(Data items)

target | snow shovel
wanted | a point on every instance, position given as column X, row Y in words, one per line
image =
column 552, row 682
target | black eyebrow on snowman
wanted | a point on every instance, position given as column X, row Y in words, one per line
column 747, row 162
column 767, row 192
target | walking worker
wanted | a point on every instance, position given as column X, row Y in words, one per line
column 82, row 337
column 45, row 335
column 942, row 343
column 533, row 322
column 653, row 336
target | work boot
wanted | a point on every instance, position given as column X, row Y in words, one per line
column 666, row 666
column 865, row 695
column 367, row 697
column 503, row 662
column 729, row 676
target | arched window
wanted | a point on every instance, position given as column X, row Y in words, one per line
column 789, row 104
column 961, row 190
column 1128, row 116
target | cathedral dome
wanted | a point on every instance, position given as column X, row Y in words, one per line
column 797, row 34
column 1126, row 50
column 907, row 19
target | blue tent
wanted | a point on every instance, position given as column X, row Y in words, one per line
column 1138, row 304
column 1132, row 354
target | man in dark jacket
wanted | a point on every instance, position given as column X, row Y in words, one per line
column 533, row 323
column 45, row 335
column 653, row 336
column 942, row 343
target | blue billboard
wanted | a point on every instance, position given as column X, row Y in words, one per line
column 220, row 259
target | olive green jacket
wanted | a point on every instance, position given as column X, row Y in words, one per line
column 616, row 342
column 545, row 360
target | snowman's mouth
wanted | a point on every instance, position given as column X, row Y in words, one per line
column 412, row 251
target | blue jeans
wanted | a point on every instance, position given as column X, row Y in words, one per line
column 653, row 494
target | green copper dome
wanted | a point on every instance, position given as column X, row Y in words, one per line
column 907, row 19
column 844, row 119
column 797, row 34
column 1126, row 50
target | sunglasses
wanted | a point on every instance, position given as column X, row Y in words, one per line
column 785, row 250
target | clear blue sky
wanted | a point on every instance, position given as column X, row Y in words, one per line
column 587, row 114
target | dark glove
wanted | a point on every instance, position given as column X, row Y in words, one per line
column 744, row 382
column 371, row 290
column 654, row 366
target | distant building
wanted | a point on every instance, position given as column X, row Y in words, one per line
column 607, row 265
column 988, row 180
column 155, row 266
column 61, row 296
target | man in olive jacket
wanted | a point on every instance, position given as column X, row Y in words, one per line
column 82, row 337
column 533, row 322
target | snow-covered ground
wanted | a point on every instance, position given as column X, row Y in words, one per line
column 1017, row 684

### Written task
Reproduce every entry above word for word, keeping each line as it stands.

### Written answer
target | snow shovel
wanted | a point on every instance, position given as column X, row Y in words, one per line
image =
column 552, row 682
target | black eyebrow on snowman
wanted | a point on every instance, position given as column X, row Y in words, one per line
column 747, row 162
column 767, row 192
target | walking worker
wanted | a point on every instance, position given as column X, row Y in words, one per line
column 82, row 337
column 45, row 335
column 942, row 343
column 533, row 322
column 653, row 336
target | work boot
wanted | a point on every instance, position given as column X, row Y in words, one per line
column 666, row 666
column 865, row 695
column 367, row 697
column 503, row 662
column 729, row 676
target | arched window
wanted | a point on every instance, position given as column X, row Y in words, one per line
column 789, row 104
column 961, row 190
column 1128, row 116
target | cathedral dome
wanted | a point on every instance, position given as column X, row Y in words, one per line
column 797, row 34
column 1126, row 50
column 907, row 19
target | blue tent
wanted | a point on every instance, position given as column X, row Y in words, one per line
column 1138, row 304
column 1132, row 354
target | man in dark jacket
wanted | a point on every instance, position given as column X, row Y in words, one per line
column 533, row 323
column 45, row 335
column 653, row 336
column 942, row 343
target | blue billboard
wanted | a point on every instance, position given as column X, row Y in words, one per line
column 220, row 259
target | olive green jacket
wanted | a point on every instance, position given as column X, row Y in words, one per line
column 616, row 342
column 545, row 360
target | snowman's mouth
wanted | a point on every instance, position given as column X, row Y in words, one per line
column 412, row 251
target | blue jeans
wanted | a point on every instance, position given as column X, row Y in words, one per line
column 653, row 494
target | green copper dome
wanted | a point on every instance, position given as column X, row Y in words, one per line
column 907, row 19
column 844, row 119
column 797, row 34
column 1126, row 50
target | sunglasses
wanted | a point on every instance, position given as column X, row Y in words, one per line
column 785, row 250
target | clear blue sky
wanted | a point on every instance, position given as column X, row Y in words, one per line
column 587, row 114
target | dark glove
wanted | a point on every instance, position given as column X, row Y in words, one per line
column 744, row 382
column 371, row 290
column 654, row 366
target | distant building
wanted | a point on every instance, position given as column X, row Y in words, one per line
column 607, row 265
column 988, row 180
column 155, row 266
column 61, row 296
target | man in olive jacket
wanted | a point on every instance, position given as column X, row Y in words, one per line
column 82, row 337
column 533, row 322
target | snow-covered ground
wanted | a point on every instance, position given as column X, row Y in words, one per line
column 1017, row 684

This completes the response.